Brief> Copy every entry below word for word, leaving out the pictures.

Records provided>

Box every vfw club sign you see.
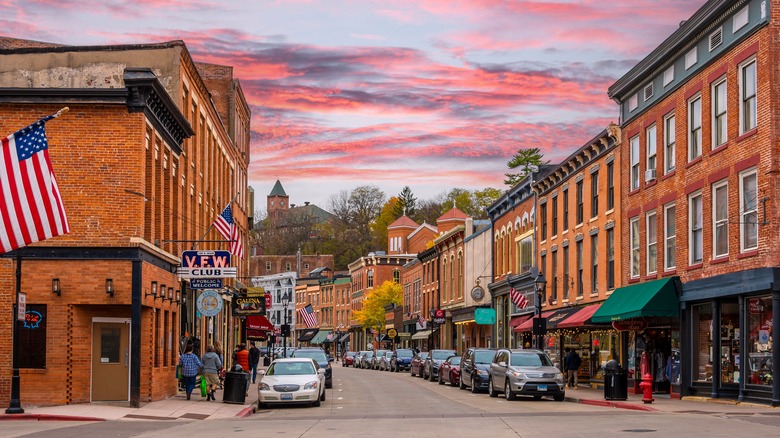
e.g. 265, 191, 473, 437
176, 251, 237, 278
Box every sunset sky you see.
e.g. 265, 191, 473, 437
0, 0, 705, 209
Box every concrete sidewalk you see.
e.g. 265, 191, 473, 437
0, 384, 257, 421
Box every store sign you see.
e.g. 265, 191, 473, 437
612, 319, 647, 332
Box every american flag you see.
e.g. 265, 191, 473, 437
298, 304, 319, 328
0, 114, 70, 254
214, 204, 244, 259
509, 288, 528, 309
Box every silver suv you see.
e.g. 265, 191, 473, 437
488, 350, 566, 401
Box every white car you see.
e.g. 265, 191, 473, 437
257, 357, 325, 408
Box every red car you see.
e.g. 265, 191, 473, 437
341, 351, 357, 367
439, 356, 460, 386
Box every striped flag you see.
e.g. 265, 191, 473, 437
214, 204, 244, 259
509, 288, 528, 309
298, 304, 319, 328
0, 113, 70, 254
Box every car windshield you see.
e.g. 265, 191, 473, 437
510, 353, 552, 367
474, 351, 495, 364
433, 350, 455, 360
266, 361, 317, 376
293, 350, 328, 362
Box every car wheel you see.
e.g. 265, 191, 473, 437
488, 379, 498, 398
504, 379, 517, 401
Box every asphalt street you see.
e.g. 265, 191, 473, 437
0, 365, 780, 438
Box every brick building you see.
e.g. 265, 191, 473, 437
0, 38, 249, 407
605, 0, 780, 405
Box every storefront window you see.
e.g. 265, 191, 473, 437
747, 296, 773, 385
691, 303, 713, 382
720, 302, 740, 383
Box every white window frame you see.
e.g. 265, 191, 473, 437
739, 56, 758, 135
688, 190, 704, 265
645, 211, 658, 275
628, 216, 642, 278
688, 94, 702, 162
628, 135, 639, 191
664, 113, 677, 174
712, 179, 729, 259
664, 202, 677, 271
711, 76, 729, 149
739, 167, 759, 252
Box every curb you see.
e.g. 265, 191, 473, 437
0, 414, 106, 421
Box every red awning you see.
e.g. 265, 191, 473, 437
246, 315, 274, 332
509, 313, 534, 328
558, 303, 601, 328
513, 310, 555, 333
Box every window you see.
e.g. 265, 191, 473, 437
645, 125, 658, 177
739, 59, 756, 134
590, 172, 599, 218
646, 211, 658, 275
712, 181, 729, 258
685, 47, 697, 70
629, 217, 639, 278
590, 234, 599, 294
607, 228, 615, 290
629, 135, 639, 190
664, 114, 677, 173
688, 96, 701, 161
712, 79, 728, 149
664, 204, 677, 271
576, 181, 583, 224
688, 192, 704, 265
739, 169, 758, 252
607, 161, 615, 211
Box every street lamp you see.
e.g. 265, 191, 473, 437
533, 272, 547, 350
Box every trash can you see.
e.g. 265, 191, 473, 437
222, 371, 249, 404
604, 359, 628, 400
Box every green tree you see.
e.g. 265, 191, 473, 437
504, 148, 550, 187
353, 281, 404, 331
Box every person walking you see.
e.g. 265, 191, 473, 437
565, 349, 582, 390
249, 341, 260, 383
179, 344, 203, 400
201, 345, 222, 401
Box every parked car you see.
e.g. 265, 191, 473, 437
390, 348, 414, 372
257, 357, 325, 408
439, 356, 461, 386
371, 350, 387, 370
423, 350, 458, 382
360, 350, 374, 370
379, 350, 393, 371
409, 351, 428, 377
459, 348, 496, 393
341, 351, 357, 367
292, 347, 333, 388
488, 350, 566, 401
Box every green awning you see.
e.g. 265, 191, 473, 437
309, 330, 331, 345
591, 277, 680, 323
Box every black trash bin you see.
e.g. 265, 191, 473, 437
222, 371, 249, 404
604, 359, 628, 400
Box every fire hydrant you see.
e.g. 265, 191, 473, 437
639, 351, 655, 403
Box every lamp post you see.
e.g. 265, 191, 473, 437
533, 272, 547, 350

Exercise solution>
Box every vfw club sign you see.
e.g. 265, 191, 473, 437
176, 251, 237, 278
Box every sunset sky you see.
e.g. 265, 191, 473, 437
0, 0, 705, 209
Box every concrete sidewalk you see.
e.g. 265, 191, 473, 437
0, 384, 257, 421
Box every store sign you see.
e.g. 265, 191, 473, 437
612, 319, 647, 332
Box every american flag you see.
e.g. 265, 191, 473, 437
298, 304, 319, 328
0, 114, 70, 254
214, 204, 244, 259
509, 288, 528, 309
Box every silver suv you see.
e.g. 265, 191, 473, 437
488, 350, 566, 401
Box every white car you see.
e.g. 265, 191, 473, 437
257, 357, 325, 408
Box every red car you see.
e.g. 265, 191, 473, 437
341, 351, 357, 367
439, 356, 460, 386
Box every striped flag you see.
e.g. 265, 191, 473, 437
214, 204, 244, 259
509, 288, 528, 309
298, 304, 319, 328
0, 113, 70, 254
Box every car windshield you see.
e.g. 265, 191, 473, 437
510, 353, 552, 367
474, 351, 495, 364
433, 350, 455, 360
266, 361, 317, 376
293, 350, 328, 362
Box every car wheel you see.
e.g. 265, 191, 473, 437
488, 379, 498, 398
504, 379, 517, 401
Box every asphalt street you see.
e.g. 265, 191, 473, 437
0, 365, 780, 438
Box every brick building you see.
e.g. 265, 191, 473, 437
0, 38, 249, 407
605, 0, 780, 405
Box every storefront window you see.
e.g. 265, 191, 473, 437
747, 296, 773, 385
691, 303, 713, 382
720, 302, 740, 383
Box every white window frame you see.
e.g. 265, 191, 473, 437
739, 56, 758, 135
688, 190, 704, 265
645, 211, 658, 275
628, 216, 642, 278
688, 94, 702, 162
628, 135, 639, 191
664, 113, 677, 174
712, 179, 729, 259
664, 202, 677, 271
711, 76, 729, 149
739, 167, 759, 252
Box every curb you see.
e.g. 265, 191, 473, 437
0, 414, 106, 421
Box every red awning you see.
e.g. 265, 191, 473, 437
246, 315, 274, 332
509, 313, 534, 328
558, 303, 601, 328
513, 310, 555, 333
Box every window you see.
e.g. 265, 191, 473, 437
645, 125, 658, 177
739, 59, 756, 134
590, 172, 599, 218
646, 211, 658, 275
712, 181, 729, 258
685, 47, 697, 70
629, 217, 639, 278
590, 234, 599, 294
607, 228, 615, 290
629, 135, 639, 190
664, 114, 677, 173
688, 96, 701, 161
712, 79, 728, 149
664, 204, 677, 271
576, 181, 583, 224
688, 192, 704, 265
739, 169, 758, 252
607, 161, 615, 211
Box every street lamp you see.
e.g. 265, 191, 473, 437
533, 272, 547, 350
Box every trash can you see.
e.g. 265, 191, 473, 437
222, 371, 249, 404
604, 359, 628, 400
Box every green tree you see.
e.g. 265, 191, 473, 437
504, 148, 550, 187
353, 281, 404, 331
Box every person walking you see.
e.g. 265, 191, 473, 437
565, 349, 582, 390
249, 341, 260, 383
179, 344, 203, 400
201, 345, 222, 401
Box every parked car you see.
e.g. 265, 191, 473, 437
390, 348, 414, 372
257, 357, 325, 408
439, 356, 461, 386
371, 350, 387, 370
423, 350, 458, 382
360, 350, 374, 370
379, 350, 393, 371
409, 351, 428, 377
459, 348, 496, 393
341, 351, 357, 367
292, 347, 333, 388
488, 350, 566, 401
Box every green awning you see.
e.g. 265, 191, 473, 437
309, 330, 331, 345
591, 277, 680, 323
Box every black trash bin you see.
e.g. 265, 191, 473, 437
222, 371, 249, 404
604, 359, 628, 400
Box every fire hydrant you see.
e.g. 265, 191, 473, 437
639, 351, 655, 403
Box every lamp post you see.
e.g. 265, 191, 473, 437
533, 272, 547, 350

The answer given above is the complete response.